TEXT PROVIDED:
☆ ☆ ☆ ☆

Open thwan11 opened 1 month ago
@thwan11 Thank you for sharing this diagram! (Because the original diagram is wrong)
This is the revised diagram (we note that the stride of the convolution at the upsampling layer is converted to one).
For the resizing method, we usually use bilinear upsampling (or rarely, nearest neighbor upsample). Then, we pass standard convolution with stride == 1, same as that of ConvTranspose2D method.
Note: Can we make skip connections between the encoder and the decoder?
I have additional questions about the revised picture.
Each layer in the decoder part is written as Upsample(a, b). I understood the corresponding a and b as c_in and c_out respectively. However, if the above reasoning is correct, each layer of the decoder in the picture does not match the dimension. Did I get this wrong or is it typo?
Also, I can infer that to restore z to x', we need to double the height and width in each resize process, is this correct?
@defchltldn
Wow, thank you for checking! I modified the decoder channel in the above issue.
Yepp, our Resize option (Frequently Bilinear or upsample operation) doubles our feature map region in this process.
I'm having difficulty understanding the feature map transformation during the upsampling process in the autoencoder architecture.
Specifically, in the provided diagram, it is unclear how the feature map changes after each upsampling block. For instance, after the first upsampling step, it's not clear how the transformation occurs from (64, 32) to the subsequent layers, particularly with respect to both the channel size and spatial dimensions.
Could you please provide more details on the feature map size transformation and the specific upsampling method used?
Thank you.

☆ ☆ ☆ ☆

Items listed in a dataset:
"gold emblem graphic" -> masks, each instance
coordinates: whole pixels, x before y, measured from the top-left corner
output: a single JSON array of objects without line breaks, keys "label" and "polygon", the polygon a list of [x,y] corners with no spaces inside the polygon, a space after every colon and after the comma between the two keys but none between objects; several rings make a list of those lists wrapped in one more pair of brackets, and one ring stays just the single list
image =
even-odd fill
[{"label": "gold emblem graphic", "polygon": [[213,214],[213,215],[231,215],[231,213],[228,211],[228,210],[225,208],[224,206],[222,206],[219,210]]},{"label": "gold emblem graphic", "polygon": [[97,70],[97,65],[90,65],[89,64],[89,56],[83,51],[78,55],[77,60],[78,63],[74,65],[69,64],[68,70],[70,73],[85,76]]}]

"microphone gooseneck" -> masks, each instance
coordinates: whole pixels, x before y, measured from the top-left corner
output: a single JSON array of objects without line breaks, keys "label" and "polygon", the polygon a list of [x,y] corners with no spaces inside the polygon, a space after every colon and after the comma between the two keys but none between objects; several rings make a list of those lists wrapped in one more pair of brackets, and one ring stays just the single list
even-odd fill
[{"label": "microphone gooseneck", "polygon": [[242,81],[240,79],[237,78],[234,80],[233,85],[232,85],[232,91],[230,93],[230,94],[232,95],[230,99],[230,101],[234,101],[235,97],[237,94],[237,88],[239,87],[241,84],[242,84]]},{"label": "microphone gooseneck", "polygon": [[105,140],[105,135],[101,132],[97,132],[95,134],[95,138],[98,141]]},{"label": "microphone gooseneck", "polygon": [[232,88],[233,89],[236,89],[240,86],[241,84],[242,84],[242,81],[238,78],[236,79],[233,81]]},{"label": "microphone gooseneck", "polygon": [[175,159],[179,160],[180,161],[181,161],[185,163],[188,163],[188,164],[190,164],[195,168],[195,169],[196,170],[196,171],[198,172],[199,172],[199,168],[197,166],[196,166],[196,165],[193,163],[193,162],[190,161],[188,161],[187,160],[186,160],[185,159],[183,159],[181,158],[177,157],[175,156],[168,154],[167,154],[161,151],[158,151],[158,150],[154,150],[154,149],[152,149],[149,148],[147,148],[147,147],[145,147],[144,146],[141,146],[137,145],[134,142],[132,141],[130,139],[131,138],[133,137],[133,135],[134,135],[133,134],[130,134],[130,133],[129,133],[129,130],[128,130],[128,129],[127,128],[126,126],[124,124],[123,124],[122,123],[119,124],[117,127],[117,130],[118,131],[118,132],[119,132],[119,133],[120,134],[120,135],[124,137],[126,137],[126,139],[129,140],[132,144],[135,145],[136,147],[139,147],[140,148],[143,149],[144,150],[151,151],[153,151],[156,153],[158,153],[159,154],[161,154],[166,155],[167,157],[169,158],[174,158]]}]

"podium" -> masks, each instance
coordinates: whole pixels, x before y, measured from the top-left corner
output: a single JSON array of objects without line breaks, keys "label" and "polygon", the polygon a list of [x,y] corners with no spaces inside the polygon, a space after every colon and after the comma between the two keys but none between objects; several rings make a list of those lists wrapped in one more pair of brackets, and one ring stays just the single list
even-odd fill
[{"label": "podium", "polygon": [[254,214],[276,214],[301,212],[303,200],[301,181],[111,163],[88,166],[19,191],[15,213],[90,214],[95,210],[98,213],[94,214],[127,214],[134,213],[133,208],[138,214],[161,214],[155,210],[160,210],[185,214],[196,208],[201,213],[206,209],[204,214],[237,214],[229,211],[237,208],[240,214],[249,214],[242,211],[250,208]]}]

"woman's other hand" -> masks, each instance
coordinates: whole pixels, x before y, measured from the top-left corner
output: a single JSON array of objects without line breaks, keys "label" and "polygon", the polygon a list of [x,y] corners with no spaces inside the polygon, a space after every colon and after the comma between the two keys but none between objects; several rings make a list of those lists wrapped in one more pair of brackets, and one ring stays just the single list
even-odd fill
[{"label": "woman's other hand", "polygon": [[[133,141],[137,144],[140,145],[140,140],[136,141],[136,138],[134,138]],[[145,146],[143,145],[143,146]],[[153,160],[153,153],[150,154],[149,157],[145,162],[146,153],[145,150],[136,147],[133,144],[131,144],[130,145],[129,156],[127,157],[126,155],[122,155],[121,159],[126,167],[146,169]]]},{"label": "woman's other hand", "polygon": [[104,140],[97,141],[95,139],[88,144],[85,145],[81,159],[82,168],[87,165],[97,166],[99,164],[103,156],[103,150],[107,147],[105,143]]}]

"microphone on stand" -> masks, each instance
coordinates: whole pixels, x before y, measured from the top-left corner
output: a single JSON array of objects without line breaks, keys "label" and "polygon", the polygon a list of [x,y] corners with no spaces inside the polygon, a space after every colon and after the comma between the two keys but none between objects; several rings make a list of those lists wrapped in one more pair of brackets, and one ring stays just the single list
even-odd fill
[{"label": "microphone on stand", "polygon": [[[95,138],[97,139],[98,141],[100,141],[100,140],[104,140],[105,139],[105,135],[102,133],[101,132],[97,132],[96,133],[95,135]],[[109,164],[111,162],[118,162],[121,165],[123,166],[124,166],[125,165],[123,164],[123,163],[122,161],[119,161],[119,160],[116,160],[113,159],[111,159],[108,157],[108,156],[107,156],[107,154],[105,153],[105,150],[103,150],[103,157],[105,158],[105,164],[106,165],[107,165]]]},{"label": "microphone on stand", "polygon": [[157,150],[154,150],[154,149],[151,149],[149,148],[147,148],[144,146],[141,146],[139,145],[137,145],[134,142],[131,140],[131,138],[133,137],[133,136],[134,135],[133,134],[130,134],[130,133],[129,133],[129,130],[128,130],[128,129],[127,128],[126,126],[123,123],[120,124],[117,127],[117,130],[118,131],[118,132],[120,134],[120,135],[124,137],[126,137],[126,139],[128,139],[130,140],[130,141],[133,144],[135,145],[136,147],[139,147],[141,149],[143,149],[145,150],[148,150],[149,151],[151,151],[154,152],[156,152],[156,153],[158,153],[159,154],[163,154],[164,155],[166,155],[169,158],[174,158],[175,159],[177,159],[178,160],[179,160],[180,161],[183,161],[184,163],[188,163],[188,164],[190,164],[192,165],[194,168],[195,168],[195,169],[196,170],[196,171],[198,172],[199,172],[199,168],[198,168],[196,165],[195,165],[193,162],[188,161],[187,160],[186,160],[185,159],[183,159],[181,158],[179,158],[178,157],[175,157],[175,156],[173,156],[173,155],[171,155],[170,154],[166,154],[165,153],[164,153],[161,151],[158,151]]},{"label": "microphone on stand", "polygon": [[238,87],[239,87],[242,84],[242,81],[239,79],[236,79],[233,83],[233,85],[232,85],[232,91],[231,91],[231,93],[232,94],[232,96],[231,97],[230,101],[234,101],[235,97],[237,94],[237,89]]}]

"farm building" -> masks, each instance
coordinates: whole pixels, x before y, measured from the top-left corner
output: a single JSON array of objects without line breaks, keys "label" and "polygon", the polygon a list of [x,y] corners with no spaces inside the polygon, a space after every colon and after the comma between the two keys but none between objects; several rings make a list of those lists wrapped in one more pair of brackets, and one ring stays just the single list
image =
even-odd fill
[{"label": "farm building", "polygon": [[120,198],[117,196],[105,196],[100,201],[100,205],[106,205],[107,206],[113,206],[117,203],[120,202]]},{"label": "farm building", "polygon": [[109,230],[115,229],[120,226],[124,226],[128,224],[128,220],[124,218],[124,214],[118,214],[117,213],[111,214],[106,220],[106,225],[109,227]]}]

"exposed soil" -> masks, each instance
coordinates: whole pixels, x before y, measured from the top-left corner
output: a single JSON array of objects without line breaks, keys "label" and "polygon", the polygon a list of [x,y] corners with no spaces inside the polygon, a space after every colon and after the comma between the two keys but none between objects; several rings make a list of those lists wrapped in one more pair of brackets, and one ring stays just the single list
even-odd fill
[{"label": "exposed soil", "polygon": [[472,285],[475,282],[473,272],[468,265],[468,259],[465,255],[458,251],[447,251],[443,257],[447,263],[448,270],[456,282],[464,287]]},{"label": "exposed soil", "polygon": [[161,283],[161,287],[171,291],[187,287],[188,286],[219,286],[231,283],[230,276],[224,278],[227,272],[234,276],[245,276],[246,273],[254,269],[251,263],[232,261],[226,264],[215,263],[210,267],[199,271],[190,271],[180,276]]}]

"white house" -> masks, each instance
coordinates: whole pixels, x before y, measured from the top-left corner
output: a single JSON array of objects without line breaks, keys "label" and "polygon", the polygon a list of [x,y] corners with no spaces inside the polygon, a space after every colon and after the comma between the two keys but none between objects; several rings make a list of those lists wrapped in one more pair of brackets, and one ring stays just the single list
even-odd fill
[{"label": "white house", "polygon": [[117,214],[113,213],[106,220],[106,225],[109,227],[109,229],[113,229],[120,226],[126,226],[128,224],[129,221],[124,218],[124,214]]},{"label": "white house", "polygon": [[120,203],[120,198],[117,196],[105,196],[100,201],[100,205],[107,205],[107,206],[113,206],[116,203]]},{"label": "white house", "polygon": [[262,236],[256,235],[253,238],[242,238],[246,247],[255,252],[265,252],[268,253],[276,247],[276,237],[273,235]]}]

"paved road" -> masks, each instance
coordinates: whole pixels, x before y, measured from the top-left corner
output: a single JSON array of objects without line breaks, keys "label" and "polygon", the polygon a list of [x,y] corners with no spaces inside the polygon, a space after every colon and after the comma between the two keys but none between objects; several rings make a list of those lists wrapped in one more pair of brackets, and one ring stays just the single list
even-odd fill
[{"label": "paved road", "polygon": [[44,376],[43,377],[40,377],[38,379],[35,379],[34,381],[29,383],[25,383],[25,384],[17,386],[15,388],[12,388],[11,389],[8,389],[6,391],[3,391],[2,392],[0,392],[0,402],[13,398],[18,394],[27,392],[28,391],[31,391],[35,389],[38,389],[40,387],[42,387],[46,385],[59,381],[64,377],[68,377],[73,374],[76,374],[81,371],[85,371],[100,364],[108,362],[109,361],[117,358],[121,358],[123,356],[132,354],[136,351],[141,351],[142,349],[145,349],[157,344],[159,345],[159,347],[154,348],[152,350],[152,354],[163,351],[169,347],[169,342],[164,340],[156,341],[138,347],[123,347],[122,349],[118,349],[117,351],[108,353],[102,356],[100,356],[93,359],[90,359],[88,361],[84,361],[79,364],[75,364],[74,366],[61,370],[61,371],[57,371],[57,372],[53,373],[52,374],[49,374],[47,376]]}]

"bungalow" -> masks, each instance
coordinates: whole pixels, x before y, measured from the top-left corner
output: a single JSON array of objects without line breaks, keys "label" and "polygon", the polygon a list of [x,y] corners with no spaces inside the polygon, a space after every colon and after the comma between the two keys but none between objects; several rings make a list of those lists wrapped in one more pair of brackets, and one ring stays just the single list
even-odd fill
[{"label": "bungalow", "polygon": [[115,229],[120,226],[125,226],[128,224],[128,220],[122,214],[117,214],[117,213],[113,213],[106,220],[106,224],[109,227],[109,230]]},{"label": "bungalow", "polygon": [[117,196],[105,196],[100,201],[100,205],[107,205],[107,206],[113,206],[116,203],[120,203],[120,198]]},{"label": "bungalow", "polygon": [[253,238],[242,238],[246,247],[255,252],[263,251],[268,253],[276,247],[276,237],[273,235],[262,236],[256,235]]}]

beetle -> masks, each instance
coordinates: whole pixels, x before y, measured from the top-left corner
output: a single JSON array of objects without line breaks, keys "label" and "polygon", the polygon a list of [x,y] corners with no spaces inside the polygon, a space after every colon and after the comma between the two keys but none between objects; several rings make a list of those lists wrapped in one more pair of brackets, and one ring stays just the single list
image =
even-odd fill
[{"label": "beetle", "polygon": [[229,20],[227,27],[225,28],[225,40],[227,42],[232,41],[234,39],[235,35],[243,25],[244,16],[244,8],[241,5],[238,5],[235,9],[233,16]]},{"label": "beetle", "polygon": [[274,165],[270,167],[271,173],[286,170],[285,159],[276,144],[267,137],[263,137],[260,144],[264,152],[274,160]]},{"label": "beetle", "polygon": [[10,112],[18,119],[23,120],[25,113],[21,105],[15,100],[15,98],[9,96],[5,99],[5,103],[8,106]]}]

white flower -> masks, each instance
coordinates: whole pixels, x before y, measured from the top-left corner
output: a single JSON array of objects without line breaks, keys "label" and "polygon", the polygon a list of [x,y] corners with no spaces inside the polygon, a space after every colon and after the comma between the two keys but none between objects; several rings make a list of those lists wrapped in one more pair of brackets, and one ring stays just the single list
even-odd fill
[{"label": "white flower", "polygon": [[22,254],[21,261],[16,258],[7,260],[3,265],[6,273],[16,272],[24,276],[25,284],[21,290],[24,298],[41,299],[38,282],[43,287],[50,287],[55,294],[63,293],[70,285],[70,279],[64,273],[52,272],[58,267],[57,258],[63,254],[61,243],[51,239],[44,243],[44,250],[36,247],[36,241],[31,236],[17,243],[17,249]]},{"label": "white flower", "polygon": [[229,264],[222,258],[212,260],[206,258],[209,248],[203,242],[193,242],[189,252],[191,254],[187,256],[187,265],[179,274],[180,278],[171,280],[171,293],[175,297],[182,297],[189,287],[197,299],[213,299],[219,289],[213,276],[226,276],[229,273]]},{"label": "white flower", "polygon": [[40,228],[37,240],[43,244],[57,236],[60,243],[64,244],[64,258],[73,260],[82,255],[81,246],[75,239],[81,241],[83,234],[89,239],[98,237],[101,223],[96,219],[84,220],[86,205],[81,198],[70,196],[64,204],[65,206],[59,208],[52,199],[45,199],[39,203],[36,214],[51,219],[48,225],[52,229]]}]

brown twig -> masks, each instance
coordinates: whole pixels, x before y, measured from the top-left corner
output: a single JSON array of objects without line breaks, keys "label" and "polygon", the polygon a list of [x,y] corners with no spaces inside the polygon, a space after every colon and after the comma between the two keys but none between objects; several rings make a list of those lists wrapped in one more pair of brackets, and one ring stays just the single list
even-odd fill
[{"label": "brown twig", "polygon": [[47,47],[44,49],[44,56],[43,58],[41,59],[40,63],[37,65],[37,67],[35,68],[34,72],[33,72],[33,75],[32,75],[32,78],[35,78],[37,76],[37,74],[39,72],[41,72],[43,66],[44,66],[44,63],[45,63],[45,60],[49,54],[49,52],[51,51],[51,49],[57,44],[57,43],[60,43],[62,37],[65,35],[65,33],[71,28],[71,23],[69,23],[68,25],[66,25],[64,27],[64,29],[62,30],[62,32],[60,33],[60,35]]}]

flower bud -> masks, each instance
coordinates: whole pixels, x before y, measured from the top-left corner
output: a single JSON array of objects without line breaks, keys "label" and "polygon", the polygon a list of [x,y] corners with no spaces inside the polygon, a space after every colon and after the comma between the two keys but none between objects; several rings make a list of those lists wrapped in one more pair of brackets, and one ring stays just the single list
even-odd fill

☆ ☆ ☆ ☆

WORK REQUIRED:
Answer these questions from the upsampling thread:
1. What resizing method does the thread say is usually used?
2. In the decoder layers written as Upsample(a, b), what did the asker understand a and b to be?
3. What does the Resize option do to the feature map region?
Use only the thread, not the rows, to answer.

EXERCISE OUTPUT:
1. Bilinear upsampling, or rarely nearest neighbor upsampling.
2. c_in and c_out, respectively.
3. It doubles it.